Requisitos del ejercicio: Sustituye "grower's notes" por "field log" en todo el listado que sigue y reproduce sus líneas sin ningún otro cambio.
:: Entradas proporcionadas
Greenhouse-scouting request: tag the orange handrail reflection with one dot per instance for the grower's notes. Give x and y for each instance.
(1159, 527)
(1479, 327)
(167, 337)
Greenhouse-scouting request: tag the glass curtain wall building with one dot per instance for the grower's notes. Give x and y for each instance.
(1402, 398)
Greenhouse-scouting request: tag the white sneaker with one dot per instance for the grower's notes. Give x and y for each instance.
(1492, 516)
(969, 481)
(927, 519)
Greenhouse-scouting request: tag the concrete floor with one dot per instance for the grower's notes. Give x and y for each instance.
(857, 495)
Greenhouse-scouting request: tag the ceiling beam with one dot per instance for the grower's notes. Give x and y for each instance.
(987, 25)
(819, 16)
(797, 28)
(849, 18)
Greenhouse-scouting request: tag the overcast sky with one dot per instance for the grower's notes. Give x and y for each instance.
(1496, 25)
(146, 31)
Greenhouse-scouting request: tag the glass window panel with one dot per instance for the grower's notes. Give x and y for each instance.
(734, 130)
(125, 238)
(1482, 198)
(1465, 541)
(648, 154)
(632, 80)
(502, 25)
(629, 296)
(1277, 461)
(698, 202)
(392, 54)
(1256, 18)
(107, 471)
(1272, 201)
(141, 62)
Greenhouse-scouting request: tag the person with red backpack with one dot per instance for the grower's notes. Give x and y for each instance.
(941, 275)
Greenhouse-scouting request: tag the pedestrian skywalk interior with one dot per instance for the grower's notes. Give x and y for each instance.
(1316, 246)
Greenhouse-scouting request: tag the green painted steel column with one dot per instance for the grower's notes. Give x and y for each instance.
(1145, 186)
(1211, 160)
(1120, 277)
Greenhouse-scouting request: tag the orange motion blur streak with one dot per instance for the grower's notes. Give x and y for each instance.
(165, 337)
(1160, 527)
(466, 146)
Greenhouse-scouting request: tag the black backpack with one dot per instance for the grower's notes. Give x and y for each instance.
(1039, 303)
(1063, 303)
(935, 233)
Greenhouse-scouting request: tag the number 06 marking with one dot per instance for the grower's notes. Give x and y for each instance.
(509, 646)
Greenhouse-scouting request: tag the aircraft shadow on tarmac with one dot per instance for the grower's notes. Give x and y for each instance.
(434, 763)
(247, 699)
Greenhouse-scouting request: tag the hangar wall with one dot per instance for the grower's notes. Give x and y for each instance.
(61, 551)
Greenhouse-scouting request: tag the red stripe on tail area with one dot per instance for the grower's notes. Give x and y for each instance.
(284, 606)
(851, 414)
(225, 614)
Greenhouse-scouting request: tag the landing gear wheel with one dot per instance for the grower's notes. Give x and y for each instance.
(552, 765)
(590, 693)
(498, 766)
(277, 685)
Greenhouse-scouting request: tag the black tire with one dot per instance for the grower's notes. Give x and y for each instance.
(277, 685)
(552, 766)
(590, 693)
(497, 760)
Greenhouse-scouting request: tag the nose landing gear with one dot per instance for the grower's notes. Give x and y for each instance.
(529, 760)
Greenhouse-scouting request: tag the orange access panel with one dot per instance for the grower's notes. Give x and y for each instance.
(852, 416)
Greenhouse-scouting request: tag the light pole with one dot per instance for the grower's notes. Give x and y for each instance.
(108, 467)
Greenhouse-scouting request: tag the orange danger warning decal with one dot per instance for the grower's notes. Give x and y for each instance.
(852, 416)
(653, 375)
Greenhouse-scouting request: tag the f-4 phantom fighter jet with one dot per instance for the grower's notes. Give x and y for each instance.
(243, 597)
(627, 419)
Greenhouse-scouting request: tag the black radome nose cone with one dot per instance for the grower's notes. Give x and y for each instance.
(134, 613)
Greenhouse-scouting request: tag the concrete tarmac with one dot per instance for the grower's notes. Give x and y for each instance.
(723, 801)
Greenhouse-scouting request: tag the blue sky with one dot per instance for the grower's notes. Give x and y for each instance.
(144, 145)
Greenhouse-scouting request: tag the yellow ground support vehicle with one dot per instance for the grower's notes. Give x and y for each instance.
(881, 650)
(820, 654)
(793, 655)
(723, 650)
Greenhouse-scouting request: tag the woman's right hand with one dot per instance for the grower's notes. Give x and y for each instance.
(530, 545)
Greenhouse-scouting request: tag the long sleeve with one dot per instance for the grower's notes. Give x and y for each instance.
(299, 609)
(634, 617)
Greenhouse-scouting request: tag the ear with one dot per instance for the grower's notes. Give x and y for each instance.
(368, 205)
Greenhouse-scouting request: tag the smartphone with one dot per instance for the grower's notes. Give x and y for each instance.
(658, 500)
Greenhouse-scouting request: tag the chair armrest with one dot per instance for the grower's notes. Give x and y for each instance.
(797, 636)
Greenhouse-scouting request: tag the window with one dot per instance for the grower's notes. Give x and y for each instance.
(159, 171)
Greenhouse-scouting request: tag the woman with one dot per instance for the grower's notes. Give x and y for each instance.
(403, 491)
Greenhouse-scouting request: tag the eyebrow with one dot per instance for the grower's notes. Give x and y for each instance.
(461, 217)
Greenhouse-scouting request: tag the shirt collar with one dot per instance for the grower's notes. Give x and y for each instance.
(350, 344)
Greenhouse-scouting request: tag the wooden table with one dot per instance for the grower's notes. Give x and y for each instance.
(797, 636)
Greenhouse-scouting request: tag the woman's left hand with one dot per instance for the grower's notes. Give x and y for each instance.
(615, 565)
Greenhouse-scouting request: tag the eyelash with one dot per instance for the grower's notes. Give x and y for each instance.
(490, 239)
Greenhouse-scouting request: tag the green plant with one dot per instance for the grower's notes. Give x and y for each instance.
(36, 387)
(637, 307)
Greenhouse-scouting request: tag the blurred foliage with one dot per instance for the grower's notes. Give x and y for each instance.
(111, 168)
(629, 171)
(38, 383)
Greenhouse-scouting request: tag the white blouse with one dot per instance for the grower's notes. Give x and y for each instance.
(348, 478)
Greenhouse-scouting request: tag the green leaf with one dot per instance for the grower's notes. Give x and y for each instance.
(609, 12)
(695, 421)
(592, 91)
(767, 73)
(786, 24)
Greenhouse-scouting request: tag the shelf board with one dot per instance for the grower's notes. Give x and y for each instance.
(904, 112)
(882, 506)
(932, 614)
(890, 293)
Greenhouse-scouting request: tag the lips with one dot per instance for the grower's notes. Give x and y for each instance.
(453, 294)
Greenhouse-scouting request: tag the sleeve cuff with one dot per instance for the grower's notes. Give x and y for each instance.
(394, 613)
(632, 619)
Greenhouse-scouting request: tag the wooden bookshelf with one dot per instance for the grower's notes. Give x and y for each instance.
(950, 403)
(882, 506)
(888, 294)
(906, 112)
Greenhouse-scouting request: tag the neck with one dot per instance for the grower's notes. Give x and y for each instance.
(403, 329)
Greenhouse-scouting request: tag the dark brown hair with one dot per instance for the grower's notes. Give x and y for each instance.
::::
Solución del ejercicio:
Greenhouse-scouting request: tag the orange handrail reflection with one dot per instance for the field log. Give x and y for each instance.
(1159, 527)
(1479, 327)
(167, 337)
Greenhouse-scouting request: tag the glass curtain wall building with one dot per instance for the field log. Give x and y for each instance.
(1402, 398)
Greenhouse-scouting request: tag the white sneaker with one dot per instance for the field log. Give x and y for each instance.
(1492, 516)
(969, 481)
(927, 519)
Greenhouse-scouting request: tag the concrete floor with one dot per instance for the field log. Give x and y for each instance.
(857, 495)
Greenhouse-scouting request: tag the ceiling beam with one dot per instance for the field log. Give x and y for each instance.
(987, 25)
(819, 16)
(797, 28)
(849, 18)
Greenhouse-scouting request: tag the overcast sky with one dot per instance for the field log. Give x and y for each instance.
(1496, 25)
(146, 31)
Greenhouse-scouting request: tag the glass window panel with one dot per instance for the field log. Give x and y for each instance.
(734, 130)
(125, 238)
(1482, 198)
(1465, 541)
(648, 154)
(632, 80)
(502, 25)
(629, 296)
(1277, 461)
(698, 202)
(392, 54)
(1256, 18)
(107, 471)
(1272, 201)
(141, 62)
Greenhouse-scouting request: tag the person with red backpack with one dot per instance for the field log. Give x and y for each instance.
(941, 275)
Greenhouse-scouting request: tag the pedestrian skywalk interior with one dot per instance for the field log. Give x and y for each instance.
(1316, 246)
Greenhouse-scouting request: tag the green painted steel column with one dot per instance for the field log. Give x and y for each instance.
(1145, 186)
(1211, 160)
(1120, 277)
Greenhouse-scouting request: tag the orange motion blur streak with one dot per instance for the field log. Give x and y for each instance.
(165, 337)
(1160, 527)
(466, 146)
Greenhouse-scouting request: tag the black backpack with one dot per instance for the field log. Give x and y for each instance.
(1039, 303)
(1063, 303)
(935, 233)
Greenhouse-scouting request: tag the number 06 marking with one dot per instance for the field log. Give x and y for each instance.
(509, 646)
Greenhouse-scouting request: tag the aircraft shadow on tarmac with one dot per instance for the field log. Give x and y for each instance.
(434, 763)
(247, 699)
Greenhouse-scouting request: tag the hangar wall with one dot per instance for the field log. Give x and y for each instance.
(61, 551)
Greenhouse-scouting request: tag the red stripe on tail area with one dot per instance for the field log. Give x and y for each instance.
(284, 606)
(851, 414)
(225, 614)
Greenhouse-scouting request: tag the landing gear wheel with one dot per instance for the field log. Give x and y for each instance.
(552, 765)
(590, 693)
(498, 766)
(277, 685)
Greenhouse-scouting request: tag the black tire with one dot per instance for the field log. Give x and y for each instance.
(277, 685)
(552, 766)
(590, 693)
(497, 760)
Greenhouse-scouting request: tag the nose landing gear with one dot per instance for the field log. Give x and y for each instance.
(529, 760)
Greenhouse-scouting request: tag the orange access panel with one dot per instance for the field log. Give x and y for each instance.
(852, 416)
Greenhouse-scouting request: tag the light pole with one dot per instance for the field log. Give x and y for each instance.
(108, 467)
Greenhouse-scouting request: tag the orange danger warning decal with one dot per instance for the field log. Give x and y for each instance.
(852, 416)
(653, 375)
Greenhouse-scouting request: tag the f-4 phantom fighter jet with one dot per instance for the field log. Give x and y for each instance.
(243, 597)
(627, 419)
Greenhouse-scouting request: tag the black radome nose cone with one dot per instance for the field log. Give x and y for each instance.
(134, 613)
Greenhouse-scouting request: tag the concrete tarmac with one dot per instance for the field log. Give x and y for each instance.
(723, 801)
Greenhouse-scouting request: tag the blue sky with one dot per instance for the field log. Give x and y for each instance.
(144, 145)
Greenhouse-scouting request: tag the yellow ground support vehicle with one dot per instance for the field log. Give x and y for each instance.
(881, 650)
(820, 654)
(793, 655)
(723, 650)
Greenhouse-scouting request: tag the woman's right hand with one dot per instance for the field log. Give x and y for each instance.
(530, 545)
Greenhouse-scouting request: tag the long sleeve with one dot per instance for the field log. Give x and y for each instance.
(299, 609)
(634, 617)
Greenhouse-scouting request: tag the ear with one dot per instance for the field log. Give x and y for each instance.
(368, 205)
Greenhouse-scouting request: tag the smartphone with one dot per instance for the field log. Give x and y for each instance.
(658, 500)
Greenhouse-scouting request: tag the chair armrest with one dot per instance for the field log. Give x and y for each instance.
(797, 636)
Greenhouse-scouting request: tag the window with one dot per instance for the field log. Give x and y for each instance.
(159, 171)
Greenhouse-scouting request: tag the woman with one dot per instance for the field log. Give x and y for each instance.
(403, 491)
Greenhouse-scouting request: tag the eyebrow with one dot per instance for the field log. Give x and y for each instance.
(461, 217)
Greenhouse-scouting request: tag the shirt collar with one dot per instance for the field log. Give x and y for each instance.
(350, 344)
Greenhouse-scouting request: tag the wooden table with one dot per instance for the field log. Give x and y for each instance.
(797, 636)
Greenhouse-scouting request: tag the woman's left hand with one dot per instance for the field log. Give x and y for each instance.
(615, 565)
Greenhouse-scouting request: tag the eyelash with one dot per instance for the field log. Give x and y for each instance.
(490, 239)
Greenhouse-scouting request: tag the green plant with one dot per instance for the field log. Give x and y for each instance.
(36, 387)
(637, 307)
Greenhouse-scouting request: tag the blurred foliage with one dot per instance for the field log. Give x and y for each instance.
(111, 168)
(629, 171)
(38, 383)
Greenhouse-scouting request: tag the white blouse with one dot per instance for the field log. Give x and y for each instance.
(348, 478)
Greenhouse-scouting request: tag the green leaf with one dot per instance for the field log. Give x and y for each instance.
(609, 12)
(695, 421)
(592, 91)
(767, 73)
(786, 24)
Greenhouse-scouting request: tag the shelf board with one dot per instance for the field log. Give x and y for each instance.
(904, 112)
(882, 506)
(932, 614)
(890, 293)
Greenhouse-scouting request: tag the lips with one dot per instance for the field log. Give x and y for each instance.
(453, 294)
Greenhouse-scouting request: tag the sleeve cuff with one dot per instance for the field log. Give x and y for each instance.
(394, 613)
(632, 619)
Greenhouse-scouting request: tag the wooden bookshelf with one dot per instance for the field log. Give x and y for each instance.
(950, 403)
(882, 506)
(888, 294)
(906, 112)
Greenhouse-scouting request: tag the neck with one dot per instance for the field log. Give x and y for each instance.
(403, 329)
Greenhouse-scouting request: tag the dark brown hair with one dot per instance for the field log. Give x and y for each instance.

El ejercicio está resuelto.